§ Direction: In the article on messaging jackets for first responders, which university did the SINTEF researchers work with to develop their first jacket?

Mobile messaging on a jacket for first responders

A fire is raging in a large building and the incident commander is sending a message to all first responders at the scene. But they do not need a mobile phone – they simply check their jacket sleeves and read the message there.

Aug 6, 2014
By Paul Jacques

A fire is raging in a large building and the incident commander is sending a message to all first responders at the scene. But they do not need a mobile phone – they simply check their jacket sleeves and read the message there.

With communication essential during the chaos generated by a crisis situation, a standard mobile device is of only limited help in such circumstances – it is a difficult, if not impossible, task for first responders to operate small mobile handsets for reading and sending messages.

For this reason, ICT (information and communications technology) researchers at the independent Scandinavian research organisation SINTEF have been developing a ‘physical’ user interface to social media. Working with the Norwegian University of Science and Technology, they developed their first ‘jacket’ a year ago. Wires and sensors were installed into the clothing, together with battery-driven circuitry controlling sensors and speakers fitted into one of the pockets.

[Bounding box annotation entries]
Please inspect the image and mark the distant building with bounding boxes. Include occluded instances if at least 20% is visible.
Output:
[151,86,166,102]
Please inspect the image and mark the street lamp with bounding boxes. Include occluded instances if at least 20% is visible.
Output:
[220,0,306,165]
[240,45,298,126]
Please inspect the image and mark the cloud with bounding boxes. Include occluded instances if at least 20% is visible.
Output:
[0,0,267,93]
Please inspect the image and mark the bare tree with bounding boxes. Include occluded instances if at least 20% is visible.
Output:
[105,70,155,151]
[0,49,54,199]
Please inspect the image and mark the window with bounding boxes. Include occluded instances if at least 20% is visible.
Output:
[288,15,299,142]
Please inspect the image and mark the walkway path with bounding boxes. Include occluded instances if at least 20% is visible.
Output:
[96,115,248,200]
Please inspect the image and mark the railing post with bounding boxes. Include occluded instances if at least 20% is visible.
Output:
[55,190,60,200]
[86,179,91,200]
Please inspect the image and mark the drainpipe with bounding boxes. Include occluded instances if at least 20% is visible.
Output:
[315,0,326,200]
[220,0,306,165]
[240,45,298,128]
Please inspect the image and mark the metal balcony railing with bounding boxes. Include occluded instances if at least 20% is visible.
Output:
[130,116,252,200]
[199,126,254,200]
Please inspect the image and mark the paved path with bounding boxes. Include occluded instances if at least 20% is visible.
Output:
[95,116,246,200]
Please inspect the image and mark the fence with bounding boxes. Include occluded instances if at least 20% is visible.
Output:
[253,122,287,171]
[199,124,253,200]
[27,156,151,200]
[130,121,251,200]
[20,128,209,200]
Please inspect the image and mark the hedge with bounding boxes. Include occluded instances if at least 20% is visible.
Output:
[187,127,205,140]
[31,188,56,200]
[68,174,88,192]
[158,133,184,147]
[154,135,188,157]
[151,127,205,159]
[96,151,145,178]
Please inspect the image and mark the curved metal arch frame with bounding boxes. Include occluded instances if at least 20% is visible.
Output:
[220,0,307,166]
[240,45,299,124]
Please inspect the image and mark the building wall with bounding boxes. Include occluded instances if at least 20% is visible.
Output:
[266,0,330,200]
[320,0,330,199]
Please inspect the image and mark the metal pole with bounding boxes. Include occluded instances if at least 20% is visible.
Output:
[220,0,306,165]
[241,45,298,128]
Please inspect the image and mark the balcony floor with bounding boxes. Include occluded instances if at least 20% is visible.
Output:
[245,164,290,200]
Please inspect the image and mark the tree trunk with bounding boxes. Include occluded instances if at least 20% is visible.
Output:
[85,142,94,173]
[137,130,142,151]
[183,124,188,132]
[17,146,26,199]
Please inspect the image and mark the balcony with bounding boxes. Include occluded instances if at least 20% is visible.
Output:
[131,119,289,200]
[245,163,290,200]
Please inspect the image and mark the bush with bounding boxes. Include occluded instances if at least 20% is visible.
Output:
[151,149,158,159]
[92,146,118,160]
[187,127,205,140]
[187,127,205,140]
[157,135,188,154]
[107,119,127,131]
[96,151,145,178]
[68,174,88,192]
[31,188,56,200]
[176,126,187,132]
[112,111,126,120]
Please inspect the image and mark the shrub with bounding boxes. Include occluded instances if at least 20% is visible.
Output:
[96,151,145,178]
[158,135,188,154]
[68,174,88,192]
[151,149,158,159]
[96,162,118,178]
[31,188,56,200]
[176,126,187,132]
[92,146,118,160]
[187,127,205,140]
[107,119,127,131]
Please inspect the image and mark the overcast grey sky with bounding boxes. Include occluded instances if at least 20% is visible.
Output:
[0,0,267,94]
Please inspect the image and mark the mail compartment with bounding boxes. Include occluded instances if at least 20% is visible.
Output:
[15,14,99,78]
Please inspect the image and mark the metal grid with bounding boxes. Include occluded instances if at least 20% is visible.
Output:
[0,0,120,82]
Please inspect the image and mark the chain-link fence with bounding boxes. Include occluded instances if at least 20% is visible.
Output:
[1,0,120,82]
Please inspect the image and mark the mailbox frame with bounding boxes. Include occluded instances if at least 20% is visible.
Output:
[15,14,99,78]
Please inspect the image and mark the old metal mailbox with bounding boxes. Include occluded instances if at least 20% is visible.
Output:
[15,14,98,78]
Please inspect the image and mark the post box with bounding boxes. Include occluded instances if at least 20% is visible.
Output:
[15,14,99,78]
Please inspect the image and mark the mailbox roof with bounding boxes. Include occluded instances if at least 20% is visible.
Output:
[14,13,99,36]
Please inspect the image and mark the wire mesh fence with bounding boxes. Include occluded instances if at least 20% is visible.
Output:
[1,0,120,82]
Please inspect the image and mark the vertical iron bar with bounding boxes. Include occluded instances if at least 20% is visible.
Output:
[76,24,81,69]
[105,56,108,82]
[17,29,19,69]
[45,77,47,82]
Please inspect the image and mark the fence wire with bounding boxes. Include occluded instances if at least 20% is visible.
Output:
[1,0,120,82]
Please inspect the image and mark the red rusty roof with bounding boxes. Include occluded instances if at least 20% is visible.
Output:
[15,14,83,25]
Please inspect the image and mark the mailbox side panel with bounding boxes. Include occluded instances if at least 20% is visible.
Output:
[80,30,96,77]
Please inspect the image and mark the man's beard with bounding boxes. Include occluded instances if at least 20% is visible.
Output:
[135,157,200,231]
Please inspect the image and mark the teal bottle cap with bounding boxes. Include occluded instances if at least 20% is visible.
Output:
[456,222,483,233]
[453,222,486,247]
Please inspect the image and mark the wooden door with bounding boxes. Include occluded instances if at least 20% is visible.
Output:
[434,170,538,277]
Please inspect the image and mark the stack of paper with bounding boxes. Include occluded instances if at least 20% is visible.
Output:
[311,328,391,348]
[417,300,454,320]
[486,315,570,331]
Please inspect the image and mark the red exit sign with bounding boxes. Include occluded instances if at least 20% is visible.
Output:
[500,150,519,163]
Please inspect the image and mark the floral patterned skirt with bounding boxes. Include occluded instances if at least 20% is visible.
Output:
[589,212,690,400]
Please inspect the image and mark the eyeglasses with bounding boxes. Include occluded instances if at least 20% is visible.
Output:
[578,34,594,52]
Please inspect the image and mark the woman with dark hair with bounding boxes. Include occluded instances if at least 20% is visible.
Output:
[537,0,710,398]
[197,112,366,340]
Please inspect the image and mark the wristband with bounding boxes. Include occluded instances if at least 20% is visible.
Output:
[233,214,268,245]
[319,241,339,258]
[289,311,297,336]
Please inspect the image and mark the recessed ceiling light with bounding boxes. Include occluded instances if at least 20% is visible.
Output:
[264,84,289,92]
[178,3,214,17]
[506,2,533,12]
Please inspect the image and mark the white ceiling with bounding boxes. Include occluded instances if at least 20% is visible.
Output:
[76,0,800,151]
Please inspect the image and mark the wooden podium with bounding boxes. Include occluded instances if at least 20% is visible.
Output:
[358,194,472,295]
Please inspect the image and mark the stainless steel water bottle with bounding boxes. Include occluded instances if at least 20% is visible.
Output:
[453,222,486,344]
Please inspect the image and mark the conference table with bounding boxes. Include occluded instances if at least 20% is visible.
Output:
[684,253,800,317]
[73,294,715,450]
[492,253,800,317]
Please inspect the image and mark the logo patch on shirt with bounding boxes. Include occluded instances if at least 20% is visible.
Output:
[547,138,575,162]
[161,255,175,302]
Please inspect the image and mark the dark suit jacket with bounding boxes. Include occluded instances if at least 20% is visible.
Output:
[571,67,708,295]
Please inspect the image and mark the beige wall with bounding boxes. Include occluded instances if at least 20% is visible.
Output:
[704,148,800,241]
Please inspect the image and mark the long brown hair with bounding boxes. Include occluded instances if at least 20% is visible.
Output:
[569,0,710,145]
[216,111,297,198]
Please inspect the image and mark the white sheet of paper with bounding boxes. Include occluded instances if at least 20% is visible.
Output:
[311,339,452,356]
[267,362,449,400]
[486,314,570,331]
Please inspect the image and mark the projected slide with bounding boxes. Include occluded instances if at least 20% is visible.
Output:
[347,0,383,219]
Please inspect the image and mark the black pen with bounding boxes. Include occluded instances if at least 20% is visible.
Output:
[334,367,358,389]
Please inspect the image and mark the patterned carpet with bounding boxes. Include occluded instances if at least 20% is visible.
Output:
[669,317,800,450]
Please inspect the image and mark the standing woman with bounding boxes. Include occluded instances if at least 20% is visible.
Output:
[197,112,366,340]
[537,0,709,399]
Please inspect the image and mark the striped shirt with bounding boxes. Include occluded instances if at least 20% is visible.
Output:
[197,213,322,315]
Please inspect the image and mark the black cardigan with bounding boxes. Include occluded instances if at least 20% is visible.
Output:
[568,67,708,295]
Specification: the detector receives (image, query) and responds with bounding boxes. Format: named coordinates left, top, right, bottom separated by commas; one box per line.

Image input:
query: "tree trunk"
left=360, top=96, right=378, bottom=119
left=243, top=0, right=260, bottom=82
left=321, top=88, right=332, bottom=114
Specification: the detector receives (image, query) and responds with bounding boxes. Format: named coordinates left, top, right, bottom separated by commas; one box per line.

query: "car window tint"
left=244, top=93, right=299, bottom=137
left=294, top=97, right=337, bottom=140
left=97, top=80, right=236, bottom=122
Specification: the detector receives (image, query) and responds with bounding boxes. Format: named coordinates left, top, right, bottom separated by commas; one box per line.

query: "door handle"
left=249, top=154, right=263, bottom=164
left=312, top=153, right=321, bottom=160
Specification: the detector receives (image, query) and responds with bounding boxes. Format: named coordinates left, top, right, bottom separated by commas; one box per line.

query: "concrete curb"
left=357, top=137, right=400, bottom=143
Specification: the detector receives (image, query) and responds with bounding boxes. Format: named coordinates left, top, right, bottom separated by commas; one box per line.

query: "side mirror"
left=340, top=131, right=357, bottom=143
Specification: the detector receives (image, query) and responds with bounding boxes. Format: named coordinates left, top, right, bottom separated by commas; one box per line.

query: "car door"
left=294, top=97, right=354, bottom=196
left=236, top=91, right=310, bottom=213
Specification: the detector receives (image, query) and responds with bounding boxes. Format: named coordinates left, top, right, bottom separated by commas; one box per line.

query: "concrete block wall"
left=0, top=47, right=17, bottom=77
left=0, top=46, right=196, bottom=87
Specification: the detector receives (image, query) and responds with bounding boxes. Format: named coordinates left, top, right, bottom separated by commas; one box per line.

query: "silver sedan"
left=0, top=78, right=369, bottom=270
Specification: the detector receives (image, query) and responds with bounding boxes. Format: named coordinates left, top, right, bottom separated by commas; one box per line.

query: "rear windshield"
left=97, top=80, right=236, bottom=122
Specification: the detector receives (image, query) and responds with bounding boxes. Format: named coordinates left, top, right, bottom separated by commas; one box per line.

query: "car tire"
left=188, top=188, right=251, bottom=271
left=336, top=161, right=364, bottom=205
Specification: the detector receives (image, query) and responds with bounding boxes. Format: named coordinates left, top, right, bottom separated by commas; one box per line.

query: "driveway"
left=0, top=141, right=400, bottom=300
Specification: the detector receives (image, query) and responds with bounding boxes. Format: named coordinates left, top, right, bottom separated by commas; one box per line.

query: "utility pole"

§ Response to the task: The Norwegian University of Science and Technology.